--- START ---

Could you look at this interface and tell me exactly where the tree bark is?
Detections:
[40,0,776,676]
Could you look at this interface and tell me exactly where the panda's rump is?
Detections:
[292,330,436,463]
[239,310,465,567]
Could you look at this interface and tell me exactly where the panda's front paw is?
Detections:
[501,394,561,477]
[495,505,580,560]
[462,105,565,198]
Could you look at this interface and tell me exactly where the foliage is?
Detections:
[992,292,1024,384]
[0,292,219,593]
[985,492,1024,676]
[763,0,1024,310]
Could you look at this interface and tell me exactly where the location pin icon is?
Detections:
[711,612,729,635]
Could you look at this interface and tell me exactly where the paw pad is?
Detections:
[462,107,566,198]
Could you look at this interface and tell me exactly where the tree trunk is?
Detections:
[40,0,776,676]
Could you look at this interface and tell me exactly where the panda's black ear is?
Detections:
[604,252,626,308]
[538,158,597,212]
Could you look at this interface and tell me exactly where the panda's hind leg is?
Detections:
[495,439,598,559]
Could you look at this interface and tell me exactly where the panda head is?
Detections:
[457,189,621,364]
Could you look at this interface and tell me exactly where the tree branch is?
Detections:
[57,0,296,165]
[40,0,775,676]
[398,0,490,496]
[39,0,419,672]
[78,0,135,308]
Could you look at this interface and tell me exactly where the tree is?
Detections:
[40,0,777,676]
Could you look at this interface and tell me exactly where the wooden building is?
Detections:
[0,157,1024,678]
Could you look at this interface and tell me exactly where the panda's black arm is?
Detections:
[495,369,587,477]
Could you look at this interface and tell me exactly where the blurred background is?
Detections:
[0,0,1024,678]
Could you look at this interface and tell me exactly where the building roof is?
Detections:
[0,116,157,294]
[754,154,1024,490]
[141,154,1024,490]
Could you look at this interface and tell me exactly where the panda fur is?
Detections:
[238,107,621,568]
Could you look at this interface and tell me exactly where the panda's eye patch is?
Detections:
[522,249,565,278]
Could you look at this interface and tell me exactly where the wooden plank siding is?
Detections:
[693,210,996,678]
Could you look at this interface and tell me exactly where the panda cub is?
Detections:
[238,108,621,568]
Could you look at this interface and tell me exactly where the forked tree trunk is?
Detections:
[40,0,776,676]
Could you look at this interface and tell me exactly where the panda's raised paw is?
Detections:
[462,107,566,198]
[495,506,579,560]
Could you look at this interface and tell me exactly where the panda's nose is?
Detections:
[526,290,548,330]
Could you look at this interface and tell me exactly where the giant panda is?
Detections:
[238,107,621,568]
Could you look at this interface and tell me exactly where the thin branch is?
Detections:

--- END ---

(Task details): Rewrite all of the items above with every "panda" changed to "bear". Keep everything else the same.

(Solution for this task):
Could you look at this interface and tell me exactly where the tree bark is?
Detections:
[40,0,776,676]
Could you look at this interface and tell me exactly where the bear's rump is?
Detections:
[292,330,436,463]
[239,310,465,567]
Could you look at this interface and tell me exactly where the bear's front paw is?
Detections:
[501,394,561,477]
[495,505,580,560]
[462,105,565,198]
Could you look at this interface and tell me exactly where the foliage is?
Detections:
[992,292,1024,384]
[0,292,219,593]
[985,492,1024,676]
[763,0,1024,310]
Could you look at this interface and tell me exactly where the location pin icon is?
Detections:
[711,612,729,635]
Could you look at this interface and tell me exactly where the paw pad is?
Detections:
[462,107,566,198]
Could you look at this interface and tell me exactly where the tree trunk is?
Detections:
[40,0,776,676]
Could you look at this interface and tell me exactly where the bear's black ear is?
Detections:
[604,252,626,308]
[538,158,597,212]
Could you look at this interface and tell me exactly where the bear's hind leg is?
Detections:
[495,439,598,559]
Could you look at this interface and tell me exactly where the bear head is?
Detections:
[457,189,621,364]
Could you look at this interface and tell me exactly where the tree branch is?
Detections:
[57,0,296,165]
[40,0,775,676]
[398,0,490,496]
[39,0,419,672]
[78,0,135,308]
Could you look at this interface and tell me exactly where the tree is?
Detections:
[40,0,777,676]
Could you look at this interface and tell me exactly where the wooden building is?
Detections:
[0,157,1024,678]
Could you look at this interface and tell me exactly where the bear's black arm is?
Detections:
[495,369,587,477]
Could you look at this interface and tell me exactly where the blurred background is?
Detections:
[0,0,1024,678]
Could you look at this interface and tell me exactly where the building roof is?
Detections:
[0,116,157,294]
[754,154,1024,490]
[141,154,1024,490]
Could you look at this interface and tell me exactly where the bear fur is?
Detections:
[238,107,621,568]
Could you look at this interface and tell me exactly where the bear's eye patch is?
Detections:
[522,249,565,278]
Could you look at this interface and tell me exactly where the wooden plank siding is?
Detections:
[693,210,996,678]
Could you look at this interface and tell me exactly where the bear cub is?
Detections:
[238,108,621,568]
Could you look at this interface and tell me exactly where the forked tree trunk is?
Detections:
[40,0,776,676]
Could you look at this interface and tell me exactly where the bear's raised paw is?
Detections:
[462,107,566,198]
[495,506,579,560]
Could you look at this interface and tell me exactly where the bear's nose is?
Detections:
[526,290,548,330]
Could you look at this interface and tell me exactly where the giant bear is?
Detections:
[238,107,621,568]
Could you look at this interface and tell me exactly where the thin branch is?
Detections:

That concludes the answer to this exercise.